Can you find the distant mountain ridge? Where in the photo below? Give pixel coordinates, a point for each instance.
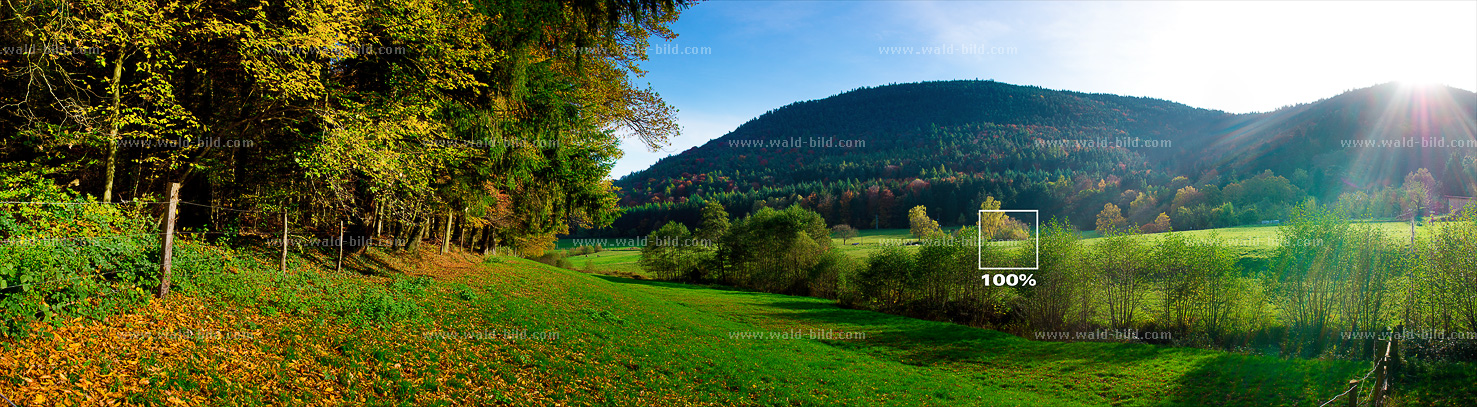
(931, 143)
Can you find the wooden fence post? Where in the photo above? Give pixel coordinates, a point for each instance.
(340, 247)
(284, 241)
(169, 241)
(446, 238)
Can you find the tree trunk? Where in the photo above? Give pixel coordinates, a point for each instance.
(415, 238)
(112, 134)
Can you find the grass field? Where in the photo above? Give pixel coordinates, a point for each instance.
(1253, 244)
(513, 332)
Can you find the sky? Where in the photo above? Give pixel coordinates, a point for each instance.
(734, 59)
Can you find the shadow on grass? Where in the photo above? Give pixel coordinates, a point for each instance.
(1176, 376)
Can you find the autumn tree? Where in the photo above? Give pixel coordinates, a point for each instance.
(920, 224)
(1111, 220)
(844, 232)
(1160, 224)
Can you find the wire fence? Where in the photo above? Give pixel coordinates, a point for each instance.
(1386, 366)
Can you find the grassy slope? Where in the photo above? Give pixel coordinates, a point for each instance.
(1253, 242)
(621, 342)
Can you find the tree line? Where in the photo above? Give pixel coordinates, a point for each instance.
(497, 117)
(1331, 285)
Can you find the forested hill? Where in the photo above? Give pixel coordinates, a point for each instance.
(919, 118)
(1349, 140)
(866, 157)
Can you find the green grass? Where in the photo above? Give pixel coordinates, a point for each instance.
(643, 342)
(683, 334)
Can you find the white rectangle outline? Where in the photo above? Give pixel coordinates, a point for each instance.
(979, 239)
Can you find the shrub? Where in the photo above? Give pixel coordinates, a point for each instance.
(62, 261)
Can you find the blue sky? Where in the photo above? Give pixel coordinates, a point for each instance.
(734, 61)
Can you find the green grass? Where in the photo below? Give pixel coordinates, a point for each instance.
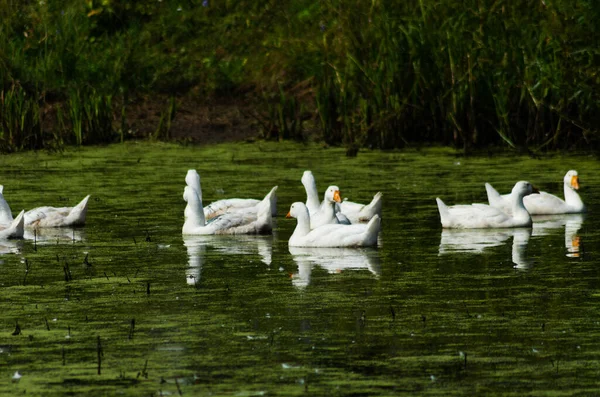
==
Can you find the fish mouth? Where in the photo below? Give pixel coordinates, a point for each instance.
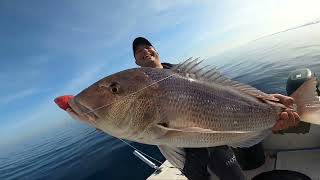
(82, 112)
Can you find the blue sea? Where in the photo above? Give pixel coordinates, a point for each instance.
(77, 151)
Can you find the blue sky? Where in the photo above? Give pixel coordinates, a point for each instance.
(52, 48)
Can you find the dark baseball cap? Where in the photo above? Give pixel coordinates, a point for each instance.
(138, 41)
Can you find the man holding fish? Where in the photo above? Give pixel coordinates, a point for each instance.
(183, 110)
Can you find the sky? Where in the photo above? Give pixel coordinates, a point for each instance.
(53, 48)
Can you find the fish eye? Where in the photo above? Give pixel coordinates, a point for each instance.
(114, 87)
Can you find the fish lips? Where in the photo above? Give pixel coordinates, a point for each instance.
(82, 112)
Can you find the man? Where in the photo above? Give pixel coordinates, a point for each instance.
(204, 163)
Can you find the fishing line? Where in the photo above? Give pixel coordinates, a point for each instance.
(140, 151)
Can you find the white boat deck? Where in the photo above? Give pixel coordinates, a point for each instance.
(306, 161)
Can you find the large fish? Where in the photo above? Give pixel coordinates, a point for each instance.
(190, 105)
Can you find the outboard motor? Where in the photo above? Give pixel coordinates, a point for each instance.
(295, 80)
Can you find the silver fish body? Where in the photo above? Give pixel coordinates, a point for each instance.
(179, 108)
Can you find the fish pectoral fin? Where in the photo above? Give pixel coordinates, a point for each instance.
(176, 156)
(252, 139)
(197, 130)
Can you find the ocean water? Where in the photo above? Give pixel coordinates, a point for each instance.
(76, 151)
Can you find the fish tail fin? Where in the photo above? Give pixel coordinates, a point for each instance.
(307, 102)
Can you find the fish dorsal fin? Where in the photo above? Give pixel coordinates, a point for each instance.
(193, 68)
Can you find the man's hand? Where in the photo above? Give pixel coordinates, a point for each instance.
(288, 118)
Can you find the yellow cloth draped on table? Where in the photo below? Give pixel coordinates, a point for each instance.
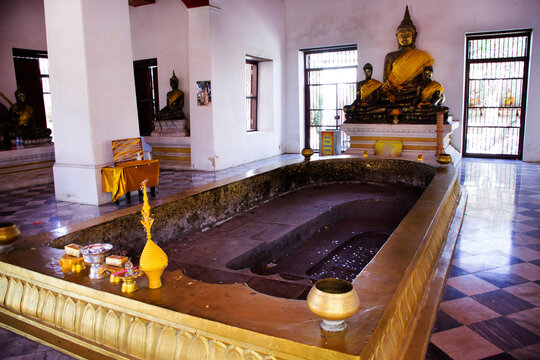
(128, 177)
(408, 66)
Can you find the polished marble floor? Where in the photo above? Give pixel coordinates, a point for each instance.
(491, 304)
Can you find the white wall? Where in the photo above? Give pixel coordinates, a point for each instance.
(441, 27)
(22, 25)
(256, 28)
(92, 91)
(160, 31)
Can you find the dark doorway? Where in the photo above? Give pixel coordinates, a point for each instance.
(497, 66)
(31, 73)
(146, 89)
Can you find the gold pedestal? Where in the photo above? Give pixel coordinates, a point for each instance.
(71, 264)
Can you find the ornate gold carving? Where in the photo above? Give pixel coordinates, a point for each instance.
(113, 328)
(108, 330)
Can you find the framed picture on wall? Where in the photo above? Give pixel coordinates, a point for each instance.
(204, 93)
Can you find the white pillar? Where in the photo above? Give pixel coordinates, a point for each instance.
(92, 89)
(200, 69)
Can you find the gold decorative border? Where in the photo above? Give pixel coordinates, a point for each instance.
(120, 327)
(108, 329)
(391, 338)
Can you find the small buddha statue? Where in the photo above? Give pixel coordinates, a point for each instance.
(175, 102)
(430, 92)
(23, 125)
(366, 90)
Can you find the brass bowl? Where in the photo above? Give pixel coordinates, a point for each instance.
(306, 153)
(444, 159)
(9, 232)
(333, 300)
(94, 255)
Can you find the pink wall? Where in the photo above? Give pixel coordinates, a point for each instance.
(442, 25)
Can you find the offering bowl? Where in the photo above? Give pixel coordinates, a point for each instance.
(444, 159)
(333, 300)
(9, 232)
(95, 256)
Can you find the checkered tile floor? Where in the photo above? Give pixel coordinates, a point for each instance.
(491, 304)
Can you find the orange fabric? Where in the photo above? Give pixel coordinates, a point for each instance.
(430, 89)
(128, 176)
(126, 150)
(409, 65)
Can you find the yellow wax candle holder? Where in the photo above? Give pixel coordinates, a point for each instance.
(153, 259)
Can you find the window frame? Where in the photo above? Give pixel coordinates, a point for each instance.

- Work instructions: The expected answer is an exact copy of the lines above, beginning at the line with "Can you find the wire" and ending at the line with "Can you find the green grass? Where in the photo below?", with both ends in.

- Exercise output:
Can you find the wire fence? Where in the photo above? Give pixel coordinates, a point for each instance.
(1386, 366)
Can you find the grassy slope? Where in the photo above? Give pixel coordinates, a point for each instance.
(1253, 242)
(621, 342)
Can you find the tree line? Where in the photo above? Give pixel coordinates, a point for each instance.
(497, 117)
(1331, 285)
Can you find the forested hill? Where in the photo above? Give pixel coordinates, a point for each instance.
(919, 118)
(1349, 140)
(866, 157)
Can you find the green grass? Where in the photo above? Give pixel coordinates, a point for each instance.
(643, 342)
(683, 334)
Can you find the white rectangle outline? Where in the photo above? Give pixel coordinates, a point for each instance.
(979, 239)
Can you find the shrub? Where in the photo above? Give pixel coordinates, a point for each instance.
(62, 261)
Can you find the blue sky? Where in the photo above? Give pixel coordinates, a point for each instance.
(734, 61)
Can you find the green grass? Where in the photo below? Give pixel coordinates, a point for each instance.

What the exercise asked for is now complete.